▶ _Extract_
Born in Maiolati in the province of Ancona, now Maiolati Spontini, he spent most of his career in Paris and Berlin, but returned to his place of birth at the end of his life. During the first two decades of the 19th Century, Spontini was an important figure in French opera. In his more than twenty operas, Spontini strove to adapt Gluck's classical tragédie lyrique to the contemporary taste for melodrama, for grander spectacle (in Fernand Cortez for example), for enriched orchestral timbre, and for melodic invention allied to idiomatic expressiveness of words. His single great masterpiece and success was La Vestale.

As a youth, Spontini studied at the Conservatorio della Pietà de' Turchini in Naples. In 1803, he went to Paris, where he was appointed court composer in 1805.

In 1807, Spontini wrote La Vestale, his best known work. Written with the encouragement of Empress Joséphine, its premiere at the Opéra in Paris established Spontini as one of the greatest Italian composers of his age. His contemporaries Cherubini and Meyerbeer considered it a masterpiece, and later composers like Berlioz and Wagner admired it. Spontini's later, likewise highly regarded Olimpie (1819, revised 1820, 1826) met with indifference, leading him to leave Paris for Prussia, where he became Kappelmeister and chief conductor at the Berlin Hofoper.

During the 20th Century, Spontini's operas were only rarely performed, although several had their first revivals in years. Perhaps the most famous modern production was the revival of La Vestale with Maria Callas at La Scala at the opening of the 1954 season, to mark the 180th anniversary of the composer's birth. The stage director was famed cinematic director Luchino Visconti. That production was also the La Scala debut of tenor Franco Corelli. Callas recorded the arias "Tu che invoco" and "O Nume tutela" from La Vestale in 1955 (as did Rosa Ponselle in 1926). In 1969, conductor Fernando Previtali revived the opera, with soprano Leyla Gencer and baritone Renato Bruson. (An unofficial recording is in circulation.) In 1995, conductor Riccardo Muti recorded it with a cast of lesser-known singers.

▶ _Task list_
a: Answer these from the text on Spontini:
(i) At which school did Spontini study as a youth?
(ii) What post did he take up at the Berlin Hofoper?
(iii) Who was the stage director of the 1954 La Scala production of La Vestale?
b: Quote the Spontini text, everything from "As a youth, Spontini" down to "composer in 1805.".
Nothing in the lines that come next relates to this.

▶ _Dataset section_
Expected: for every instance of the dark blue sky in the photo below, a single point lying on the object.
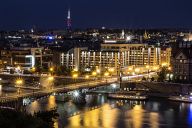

▶ _Task-by-task solutions_
a:
(i) The Conservatorio della Pietà de' Turchini in Naples.
(ii) Kappelmeister and chief conductor.
(iii) Luchino Visconti.

b:
As a youth, Spontini studied at the Conservatorio della Pietà de' Turchini in Naples. In 1803, he went to Paris, where he was appointed court composer in 1805.